TEXT PROVIDED:
====
Oh grand - a misadventureSomething magical happened about three-quarters of the way through Shaun the Sheep.  I had laughed pretty steadily for many of the earlier scenes, but this one started with a sad air.  A poor little baby sheep was trying not to cry and their leader, Shaun, was doing his darndest to cheer the tyke up.  After some music he was playing the baby fell apart, he started to whistle, then his companions started to play along with improvised instruments, and together they cheered up the poor thing.

"My god," I thought, "they're a baa-cappella group."  Everyone in the theater enjoyed the scene, I'm just the only one who laughed at it.  That's the beauty of Aardman Animations, from Wallace and Gromit to Arthur Christmas they know how to tell jokes in a perfect visual way while making sure the punchlines are layered with each cut of the camera.  Even my sudden realization of the wonderful visual pun which manifested in the baa-capella group had yet another punchline after cutting away to reveal their sad farmer friend complete with sad music.  Just when it seems the man is going to have a revelation we cut back to the sheep, who have mostly stopped playing, except for the two free-styling the melody we hear.

Subtle differences between the sheep keep the characterization fresh even though they're functioning with roughly the same capabilities.

Subtle differences between the sheep keep the characterization fresh even though they're functioning with roughly the same capabilities.

It's a sweet moment, and funny not because of the immediate punchline, but because directors Richard Starzak and Mark Burton know that the key to great comedy is in structure and delivery.  Sometimes that means rapid-fire gags, and sometimes that means approaching a given scenario with a certain implacable logic to guide the characters.  Starzak and Burton, fitting Shaun's roots as a children's television hero, keep the logic at a child's level.  This does not mean stupid, nor does it mean preternaturally wise, but how a kid might see a set of tools and expect a given outcome.  What Starzak and Burton do is upend the expected outcome with every single scene, and even the mistakes don't go where we expect them to.

An early chase scene has the beleaguered dog Bitzer trying to catch a trailer running loose on the road with the sleeping Farmer inside.  Simple situation, what does he try to do?  Open the door.  But the door handle breaks off when he tries to open it and he's stuck there on the back of the trailer now.  So with the screw dangling loose, what does he try next?  Use his screwdriver to fix the broken door while he and the structure are careening along wildly with a train of sheep being dragged behind them.  More sophisticated logic systems might think of ways to stop the trailer but Starzak and Burton use the mentality of a child, not realizing the danger its in, to apply simple tools to an out of control situation.

I'm sure any parent whose had a kid try to cook breakfast or dinner for them will recognize the logic pattern and potentially disastrous results.  This makes for great storytelling in Starzak and Burton's hands because what is always the most simple and logical solution to us as audience members won't be the same to the flock and dog trying to get the farmer back.  The childlike way of thinking extends to the dialogue or complete lack thereof as all the characters speak gibberish (save a hilarious baritone voice any time Bitzer spots a bone).  All the characters have to feel and intuit their way through each situation, which is a much funnier way to approach scenarios like when the sheep disguise themselves (badly) as humans and no one can talk to them.  It's all confused glances, long harrumphs, and broad smiles - basically the best possible situation for animation.
====
PROVIDED MATERIAL:
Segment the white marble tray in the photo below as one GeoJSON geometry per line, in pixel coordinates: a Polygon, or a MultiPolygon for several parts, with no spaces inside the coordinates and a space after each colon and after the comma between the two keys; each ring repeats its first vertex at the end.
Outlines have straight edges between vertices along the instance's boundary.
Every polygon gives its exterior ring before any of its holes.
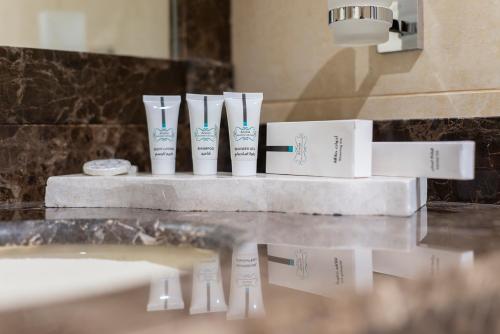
====
SET PROBLEM: Could you give the passage of the Shaun the Sheep review between "An early chase" and "of control situation.", inclusive, again, switching "screwdriver" to "wrench"? The data has no connection to the Shaun the Sheep review.

RESULT OF THE TASK:
An early chase scene has the beleaguered dog Bitzer trying to catch a trailer running loose on the road with the sleeping Farmer inside.  Simple situation, what does he try to do?  Open the door.  But the door handle breaks off when he tries to open it and he's stuck there on the back of the trailer now.  So with the screw dangling loose, what does he try next?  Use his wrench to fix the broken door while he and the structure are careening along wildly with a train of sheep being dragged behind them.  More sophisticated logic systems might think of ways to stop the trailer but Starzak and Burton use the mentality of a child, not realizing the danger its in, to apply simple tools to an out of control situation.